Saved data entries:
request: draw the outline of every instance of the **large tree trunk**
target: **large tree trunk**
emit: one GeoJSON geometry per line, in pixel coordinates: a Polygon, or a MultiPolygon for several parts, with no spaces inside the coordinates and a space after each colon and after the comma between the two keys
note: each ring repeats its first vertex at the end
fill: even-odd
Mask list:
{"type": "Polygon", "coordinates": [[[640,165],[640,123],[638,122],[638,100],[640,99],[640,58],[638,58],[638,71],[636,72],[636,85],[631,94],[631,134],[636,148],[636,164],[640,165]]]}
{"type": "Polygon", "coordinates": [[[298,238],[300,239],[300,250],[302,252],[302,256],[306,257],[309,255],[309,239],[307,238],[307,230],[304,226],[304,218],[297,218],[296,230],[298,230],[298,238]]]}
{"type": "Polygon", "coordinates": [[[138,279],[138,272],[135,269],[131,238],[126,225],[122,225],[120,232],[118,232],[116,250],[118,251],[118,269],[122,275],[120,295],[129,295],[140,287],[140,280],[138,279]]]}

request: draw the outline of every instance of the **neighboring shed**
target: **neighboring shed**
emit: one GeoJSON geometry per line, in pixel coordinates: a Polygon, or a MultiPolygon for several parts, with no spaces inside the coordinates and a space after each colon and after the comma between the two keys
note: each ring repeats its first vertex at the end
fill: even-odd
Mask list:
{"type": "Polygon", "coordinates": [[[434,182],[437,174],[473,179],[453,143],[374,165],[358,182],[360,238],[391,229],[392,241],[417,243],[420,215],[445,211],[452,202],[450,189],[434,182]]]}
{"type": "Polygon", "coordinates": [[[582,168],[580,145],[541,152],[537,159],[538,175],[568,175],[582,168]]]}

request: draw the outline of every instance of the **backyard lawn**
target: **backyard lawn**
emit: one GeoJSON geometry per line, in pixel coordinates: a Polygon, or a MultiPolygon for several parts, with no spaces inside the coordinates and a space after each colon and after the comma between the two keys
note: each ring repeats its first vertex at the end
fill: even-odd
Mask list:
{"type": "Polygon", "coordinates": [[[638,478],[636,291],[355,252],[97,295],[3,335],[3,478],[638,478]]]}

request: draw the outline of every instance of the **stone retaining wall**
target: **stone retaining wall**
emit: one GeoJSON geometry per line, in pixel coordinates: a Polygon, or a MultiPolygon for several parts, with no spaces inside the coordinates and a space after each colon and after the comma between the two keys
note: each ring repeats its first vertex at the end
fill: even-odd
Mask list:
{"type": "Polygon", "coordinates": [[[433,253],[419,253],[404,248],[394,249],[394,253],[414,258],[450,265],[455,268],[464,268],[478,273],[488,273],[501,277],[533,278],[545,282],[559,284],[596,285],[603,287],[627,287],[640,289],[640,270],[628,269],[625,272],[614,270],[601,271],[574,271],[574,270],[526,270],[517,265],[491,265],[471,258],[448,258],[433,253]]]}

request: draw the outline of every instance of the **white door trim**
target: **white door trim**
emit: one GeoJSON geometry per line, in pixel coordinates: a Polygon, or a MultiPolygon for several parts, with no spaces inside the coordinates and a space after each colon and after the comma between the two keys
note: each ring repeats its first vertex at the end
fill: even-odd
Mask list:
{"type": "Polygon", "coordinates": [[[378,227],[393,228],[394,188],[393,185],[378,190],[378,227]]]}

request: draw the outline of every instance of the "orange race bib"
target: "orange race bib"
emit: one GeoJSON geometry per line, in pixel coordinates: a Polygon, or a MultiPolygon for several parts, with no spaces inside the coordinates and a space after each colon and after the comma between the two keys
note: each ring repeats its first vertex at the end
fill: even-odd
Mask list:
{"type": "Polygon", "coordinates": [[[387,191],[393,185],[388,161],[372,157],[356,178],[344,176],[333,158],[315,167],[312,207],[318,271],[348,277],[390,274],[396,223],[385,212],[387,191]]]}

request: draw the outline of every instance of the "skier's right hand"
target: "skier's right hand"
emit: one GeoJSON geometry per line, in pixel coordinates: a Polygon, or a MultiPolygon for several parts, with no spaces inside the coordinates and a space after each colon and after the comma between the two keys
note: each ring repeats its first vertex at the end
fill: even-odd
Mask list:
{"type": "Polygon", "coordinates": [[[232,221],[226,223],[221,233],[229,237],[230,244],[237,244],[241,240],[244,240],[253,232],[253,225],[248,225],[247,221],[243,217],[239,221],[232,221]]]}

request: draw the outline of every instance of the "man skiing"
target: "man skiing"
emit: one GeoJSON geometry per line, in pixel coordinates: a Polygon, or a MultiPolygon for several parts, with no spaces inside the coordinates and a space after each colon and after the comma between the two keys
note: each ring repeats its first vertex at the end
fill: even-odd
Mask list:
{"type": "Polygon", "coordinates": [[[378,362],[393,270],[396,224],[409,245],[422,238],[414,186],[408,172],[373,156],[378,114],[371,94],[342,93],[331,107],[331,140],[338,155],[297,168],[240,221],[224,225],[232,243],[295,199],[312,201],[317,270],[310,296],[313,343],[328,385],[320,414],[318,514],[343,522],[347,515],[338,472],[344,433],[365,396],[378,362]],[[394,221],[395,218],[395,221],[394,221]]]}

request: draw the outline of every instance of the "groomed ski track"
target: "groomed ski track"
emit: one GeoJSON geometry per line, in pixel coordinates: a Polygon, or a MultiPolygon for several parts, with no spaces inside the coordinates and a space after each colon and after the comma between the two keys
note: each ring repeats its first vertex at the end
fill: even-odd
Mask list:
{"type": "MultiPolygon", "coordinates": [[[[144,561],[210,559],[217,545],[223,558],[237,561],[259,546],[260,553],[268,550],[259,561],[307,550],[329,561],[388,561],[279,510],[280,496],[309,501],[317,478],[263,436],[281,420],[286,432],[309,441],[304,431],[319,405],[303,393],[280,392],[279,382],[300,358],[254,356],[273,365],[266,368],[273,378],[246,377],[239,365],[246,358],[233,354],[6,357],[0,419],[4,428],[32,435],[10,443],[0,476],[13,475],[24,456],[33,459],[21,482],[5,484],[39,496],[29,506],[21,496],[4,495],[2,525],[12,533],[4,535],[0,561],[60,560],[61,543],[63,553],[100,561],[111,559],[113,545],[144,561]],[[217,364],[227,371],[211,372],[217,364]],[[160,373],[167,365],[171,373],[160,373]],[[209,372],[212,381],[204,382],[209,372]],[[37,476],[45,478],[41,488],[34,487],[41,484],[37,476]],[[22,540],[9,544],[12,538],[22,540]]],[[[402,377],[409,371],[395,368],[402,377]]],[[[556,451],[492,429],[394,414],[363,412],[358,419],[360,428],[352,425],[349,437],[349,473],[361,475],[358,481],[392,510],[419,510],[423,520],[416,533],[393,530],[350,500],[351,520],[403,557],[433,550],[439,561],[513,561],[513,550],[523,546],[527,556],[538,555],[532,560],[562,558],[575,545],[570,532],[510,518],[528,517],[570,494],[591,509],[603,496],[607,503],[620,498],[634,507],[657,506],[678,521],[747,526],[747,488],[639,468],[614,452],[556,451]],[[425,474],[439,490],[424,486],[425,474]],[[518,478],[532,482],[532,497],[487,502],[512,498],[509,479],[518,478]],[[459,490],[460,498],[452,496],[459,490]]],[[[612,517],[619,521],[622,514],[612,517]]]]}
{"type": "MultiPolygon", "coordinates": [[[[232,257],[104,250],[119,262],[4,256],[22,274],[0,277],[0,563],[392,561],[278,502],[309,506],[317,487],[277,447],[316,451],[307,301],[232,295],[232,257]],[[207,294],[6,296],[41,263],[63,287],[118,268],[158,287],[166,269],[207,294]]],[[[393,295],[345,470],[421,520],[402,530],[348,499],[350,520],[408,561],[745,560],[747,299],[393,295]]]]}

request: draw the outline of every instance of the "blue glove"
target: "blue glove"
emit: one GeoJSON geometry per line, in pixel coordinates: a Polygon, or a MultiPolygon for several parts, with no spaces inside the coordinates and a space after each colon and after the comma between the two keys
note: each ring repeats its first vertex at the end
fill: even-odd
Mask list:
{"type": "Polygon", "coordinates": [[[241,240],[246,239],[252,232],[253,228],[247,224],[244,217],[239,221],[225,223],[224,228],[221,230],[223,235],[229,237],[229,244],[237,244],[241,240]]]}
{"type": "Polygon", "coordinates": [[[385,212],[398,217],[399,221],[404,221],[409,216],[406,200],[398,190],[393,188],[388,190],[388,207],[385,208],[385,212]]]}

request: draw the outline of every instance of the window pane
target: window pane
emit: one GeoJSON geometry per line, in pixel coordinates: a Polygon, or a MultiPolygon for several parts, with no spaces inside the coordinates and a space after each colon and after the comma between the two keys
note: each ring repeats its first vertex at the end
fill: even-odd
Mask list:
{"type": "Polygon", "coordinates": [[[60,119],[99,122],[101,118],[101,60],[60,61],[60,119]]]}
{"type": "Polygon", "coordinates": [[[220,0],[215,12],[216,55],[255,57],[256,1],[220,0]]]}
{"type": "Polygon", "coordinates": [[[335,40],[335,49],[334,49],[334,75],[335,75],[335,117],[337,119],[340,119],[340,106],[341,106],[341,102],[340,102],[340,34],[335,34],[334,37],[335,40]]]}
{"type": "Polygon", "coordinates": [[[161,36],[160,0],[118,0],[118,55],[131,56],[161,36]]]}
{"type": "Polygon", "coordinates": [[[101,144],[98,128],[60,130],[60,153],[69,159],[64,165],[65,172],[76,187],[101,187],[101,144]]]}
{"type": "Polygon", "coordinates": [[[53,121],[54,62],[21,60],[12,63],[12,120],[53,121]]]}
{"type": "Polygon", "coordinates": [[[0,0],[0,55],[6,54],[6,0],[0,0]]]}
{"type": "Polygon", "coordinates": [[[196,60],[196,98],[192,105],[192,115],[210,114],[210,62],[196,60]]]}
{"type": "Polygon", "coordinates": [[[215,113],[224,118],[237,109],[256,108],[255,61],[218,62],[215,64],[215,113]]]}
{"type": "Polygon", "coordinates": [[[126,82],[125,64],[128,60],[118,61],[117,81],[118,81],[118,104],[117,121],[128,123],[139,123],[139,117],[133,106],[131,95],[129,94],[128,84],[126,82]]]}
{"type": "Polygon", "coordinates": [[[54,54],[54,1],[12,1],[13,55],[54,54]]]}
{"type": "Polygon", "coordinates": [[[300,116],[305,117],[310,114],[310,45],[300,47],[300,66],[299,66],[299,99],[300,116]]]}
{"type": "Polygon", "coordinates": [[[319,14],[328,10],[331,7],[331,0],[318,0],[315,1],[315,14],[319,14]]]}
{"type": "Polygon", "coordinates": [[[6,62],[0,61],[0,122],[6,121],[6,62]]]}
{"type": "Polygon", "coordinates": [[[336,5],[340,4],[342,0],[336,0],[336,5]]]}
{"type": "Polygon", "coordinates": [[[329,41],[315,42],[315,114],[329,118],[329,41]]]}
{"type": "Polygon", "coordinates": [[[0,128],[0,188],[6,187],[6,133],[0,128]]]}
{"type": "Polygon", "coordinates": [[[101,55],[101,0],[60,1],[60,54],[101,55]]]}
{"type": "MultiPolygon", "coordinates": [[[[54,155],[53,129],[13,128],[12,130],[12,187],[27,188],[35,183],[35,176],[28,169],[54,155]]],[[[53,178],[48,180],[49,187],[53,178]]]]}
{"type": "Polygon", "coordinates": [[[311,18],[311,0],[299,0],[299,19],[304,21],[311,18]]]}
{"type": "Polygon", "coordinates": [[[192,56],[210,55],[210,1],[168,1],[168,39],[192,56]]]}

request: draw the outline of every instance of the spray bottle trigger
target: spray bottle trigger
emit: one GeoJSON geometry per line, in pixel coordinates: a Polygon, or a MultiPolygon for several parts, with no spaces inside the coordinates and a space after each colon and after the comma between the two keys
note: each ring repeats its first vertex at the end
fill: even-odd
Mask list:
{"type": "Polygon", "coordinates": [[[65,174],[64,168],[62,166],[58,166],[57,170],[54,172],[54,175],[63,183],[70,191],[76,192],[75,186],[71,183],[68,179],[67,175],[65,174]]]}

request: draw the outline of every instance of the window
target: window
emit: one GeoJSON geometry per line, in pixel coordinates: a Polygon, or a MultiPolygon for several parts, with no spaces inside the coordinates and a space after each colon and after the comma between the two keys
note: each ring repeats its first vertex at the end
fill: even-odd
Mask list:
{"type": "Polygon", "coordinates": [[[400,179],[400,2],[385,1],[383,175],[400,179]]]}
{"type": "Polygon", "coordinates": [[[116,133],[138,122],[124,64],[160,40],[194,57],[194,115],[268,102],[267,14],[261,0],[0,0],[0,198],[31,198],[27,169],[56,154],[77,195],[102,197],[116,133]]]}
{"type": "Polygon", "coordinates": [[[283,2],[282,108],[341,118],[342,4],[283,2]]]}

*What is required*: Gather up the lines containing the word "wall" from these records and copy them.

*Answer section*:
request: draw the outline of every instance of the **stone retaining wall**
target: **stone retaining wall**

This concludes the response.